(Point labeling dataset excerpts)
>> start
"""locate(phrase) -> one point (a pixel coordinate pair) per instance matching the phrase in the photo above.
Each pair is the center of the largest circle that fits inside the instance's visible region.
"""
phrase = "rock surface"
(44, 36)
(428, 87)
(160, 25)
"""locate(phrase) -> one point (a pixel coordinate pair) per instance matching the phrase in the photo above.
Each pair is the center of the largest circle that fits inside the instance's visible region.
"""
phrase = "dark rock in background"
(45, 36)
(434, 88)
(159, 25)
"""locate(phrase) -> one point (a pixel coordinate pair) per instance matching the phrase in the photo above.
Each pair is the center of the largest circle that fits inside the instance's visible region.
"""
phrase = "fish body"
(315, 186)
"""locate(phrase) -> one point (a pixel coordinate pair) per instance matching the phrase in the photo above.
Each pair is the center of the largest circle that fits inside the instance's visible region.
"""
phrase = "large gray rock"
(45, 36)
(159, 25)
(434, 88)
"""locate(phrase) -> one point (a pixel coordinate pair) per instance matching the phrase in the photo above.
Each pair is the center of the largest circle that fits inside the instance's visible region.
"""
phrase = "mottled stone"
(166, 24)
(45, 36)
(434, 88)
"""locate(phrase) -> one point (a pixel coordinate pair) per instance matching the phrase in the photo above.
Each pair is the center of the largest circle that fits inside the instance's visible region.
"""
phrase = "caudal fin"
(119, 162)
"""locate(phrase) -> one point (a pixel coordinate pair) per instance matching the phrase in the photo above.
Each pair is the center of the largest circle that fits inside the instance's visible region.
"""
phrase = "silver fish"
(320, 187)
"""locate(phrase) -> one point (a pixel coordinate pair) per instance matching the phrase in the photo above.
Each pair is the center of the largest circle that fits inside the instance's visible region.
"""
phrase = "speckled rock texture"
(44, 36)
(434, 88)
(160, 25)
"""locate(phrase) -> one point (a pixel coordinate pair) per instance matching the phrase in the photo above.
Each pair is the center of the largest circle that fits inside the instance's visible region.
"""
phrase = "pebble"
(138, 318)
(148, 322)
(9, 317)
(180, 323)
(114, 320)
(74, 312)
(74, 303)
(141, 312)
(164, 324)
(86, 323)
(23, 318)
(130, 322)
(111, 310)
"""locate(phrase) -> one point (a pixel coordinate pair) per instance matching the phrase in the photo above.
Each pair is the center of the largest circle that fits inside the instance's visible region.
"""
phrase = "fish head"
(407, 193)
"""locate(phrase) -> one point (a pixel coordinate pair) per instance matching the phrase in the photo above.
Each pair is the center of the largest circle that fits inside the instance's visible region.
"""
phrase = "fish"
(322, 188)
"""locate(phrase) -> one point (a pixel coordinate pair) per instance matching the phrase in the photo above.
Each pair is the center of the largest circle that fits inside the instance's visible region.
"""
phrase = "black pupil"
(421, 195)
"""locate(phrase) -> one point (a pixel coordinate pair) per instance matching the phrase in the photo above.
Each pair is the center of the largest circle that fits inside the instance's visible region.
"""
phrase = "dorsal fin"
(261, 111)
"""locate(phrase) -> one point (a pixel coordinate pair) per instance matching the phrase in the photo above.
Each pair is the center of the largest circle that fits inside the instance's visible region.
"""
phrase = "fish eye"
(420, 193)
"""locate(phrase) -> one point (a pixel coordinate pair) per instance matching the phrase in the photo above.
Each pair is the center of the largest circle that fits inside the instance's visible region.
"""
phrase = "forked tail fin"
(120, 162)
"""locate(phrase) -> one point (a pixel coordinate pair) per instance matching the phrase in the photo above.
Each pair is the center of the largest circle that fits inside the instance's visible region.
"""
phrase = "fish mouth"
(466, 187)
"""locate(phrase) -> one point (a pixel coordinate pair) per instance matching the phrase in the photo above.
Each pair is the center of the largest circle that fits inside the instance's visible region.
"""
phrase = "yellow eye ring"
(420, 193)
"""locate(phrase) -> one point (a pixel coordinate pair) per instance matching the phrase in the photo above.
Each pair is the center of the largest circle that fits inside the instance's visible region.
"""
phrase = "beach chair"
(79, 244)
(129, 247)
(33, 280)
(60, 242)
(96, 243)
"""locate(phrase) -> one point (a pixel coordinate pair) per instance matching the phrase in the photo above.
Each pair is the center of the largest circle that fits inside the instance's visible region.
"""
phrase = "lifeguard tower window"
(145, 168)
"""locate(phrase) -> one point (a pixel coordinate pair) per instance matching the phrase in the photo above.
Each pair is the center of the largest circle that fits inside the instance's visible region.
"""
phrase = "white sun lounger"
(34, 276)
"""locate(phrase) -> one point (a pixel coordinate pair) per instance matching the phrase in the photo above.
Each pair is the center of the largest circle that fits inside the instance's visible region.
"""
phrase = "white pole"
>> end
REQUIREMENTS: Repeat each entry word for word.

COMPLETE RESPONSE:
"""locate(phrase) -> one point (a pixel coordinate pair) per instance matching the phrase in the photo above.
Each pair is the center of the largest circle that fits inside the instance's visible region.
"""
phrase = "rock surface"
(44, 36)
(428, 87)
(160, 25)
"""locate(phrase) -> one point (a pixel coordinate pair) per instance matching the phrase in the photo above.
Each pair is the center of the largest circle that fits inside the instance's visible region.
"""
phrase = "dark rock in background"
(45, 36)
(434, 88)
(159, 25)
"""locate(phrase) -> one point (a pixel coordinate pair) per instance matching the phrase in the photo above.
Each pair is the center of the largest circle that fits inside the instance's visible region.
"""
phrase = "fish body"
(315, 186)
"""locate(phrase) -> one point (a pixel coordinate pair) per instance matching the phrase in the photo above.
Each pair is the center of the largest circle that fits inside the instance's visible region.
"""
phrase = "large gray rock"
(45, 36)
(159, 25)
(434, 88)
"""locate(phrase) -> one point (a pixel coordinate pair) per instance matching the phrase in the photo above.
Each pair is the center of the largest circle that fits inside the instance's visible region.
"""
phrase = "mottled stone"
(166, 24)
(45, 36)
(434, 88)
"""locate(phrase) -> one point (a pixel coordinate pair) per instance matching the phrase in the photo above.
Each pair is the center of the largest circle that fits inside the instance's visible region.
"""
phrase = "caudal fin"
(119, 162)
"""locate(phrase) -> one point (a pixel coordinate pair) per instance matching the phrase in the photo above.
Each pair is the center of the largest circle that fits inside the instance's visible region.
"""
phrase = "silver fish"
(320, 187)
"""locate(phrase) -> one point (a pixel coordinate pair) per instance matching the phrase in the photo above.
Each pair is the center of the largest circle that fits inside the instance's visible region.
"""
phrase = "speckled rock texture"
(44, 36)
(434, 88)
(160, 25)
"""locate(phrase) -> one point (a pixel coordinate pair) per instance matching the phrase in the photo above.
Each pair is the center of the largest circle that fits inside the instance's visible region.
"""
phrase = "pebble"
(138, 318)
(148, 322)
(9, 317)
(180, 323)
(114, 320)
(74, 312)
(74, 303)
(141, 312)
(164, 324)
(86, 323)
(23, 318)
(130, 322)
(111, 310)
"""locate(phrase) -> one point (a pixel coordinate pair) per instance matching the phrase in the photo above.
Each pair is the center of the largest circle that fits inside the instance's visible region.
"""
phrase = "fish head"
(407, 193)
"""locate(phrase) -> one point (a pixel coordinate pair) per instance matching the phrase in the photo above.
Each pair is the center of the largest circle that fits inside the instance's visible region.
"""
phrase = "fish"
(322, 188)
"""locate(phrase) -> one point (a pixel coordinate pair) per instance matching the phrase in the photo above.
Each pair is the center of the largest circle that fits inside the instance's visible region.
"""
phrase = "black pupil"
(421, 195)
"""locate(phrase) -> one point (a pixel coordinate pair) per instance matching the phrase in the photo above.
Each pair is the center of the largest circle that fits inside the instance's visible region.
"""
phrase = "dorsal fin"
(261, 111)
"""locate(phrase) -> one point (a pixel coordinate pair) per instance matching the phrase in the photo above.
Each pair is the center of the largest circle that fits inside the instance's visible region.
"""
phrase = "fish eye"
(420, 193)
"""locate(phrase) -> one point (a pixel coordinate pair) per instance matching the phrase in the photo above.
Each pair is the center of the largest circle that fits inside the instance's visible region.
"""
phrase = "forked tail fin"
(120, 162)
"""locate(phrase) -> one point (a pixel coordinate pair) per instance matching the phrase in the photo above.
Each pair is the center of the largest circle that fits inside the instance's visible region.
"""
phrase = "fish mouth"
(466, 187)
"""locate(phrase) -> one point (a pixel coordinate pair) per instance matching the phrase in the photo above.
Each pair is the center of the largest circle that fits inside the instance's visible region.
"""
phrase = "yellow eye ring"
(420, 193)
"""locate(phrase) -> one point (a pixel coordinate pair) per instance matching the phrase in the photo above.
Each pair is the center of the largest circle that fits inside the instance's visible region.
"""
phrase = "beach chair"
(79, 244)
(129, 247)
(33, 280)
(60, 242)
(96, 243)
"""locate(phrase) -> one point (a pixel coordinate pair) per instance matching the phrase in the photo above.
Each pair is the center of the largest circle that fits inside the instance's visible region.
"""
phrase = "lifeguard tower window"
(145, 168)
"""locate(phrase) -> one point (a pixel coordinate pair) per instance matching the phrase in the photo above.
Each pair is the center of the largest circle that fits inside the instance's visible region.
"""
phrase = "white sun lounger"
(34, 276)
"""locate(phrase) -> one point (a pixel coordinate pair) per instance matching the phrase in the photo above.
Each pair is the center of the largest circle that fits inside the instance's visible region.
"""
phrase = "white pole"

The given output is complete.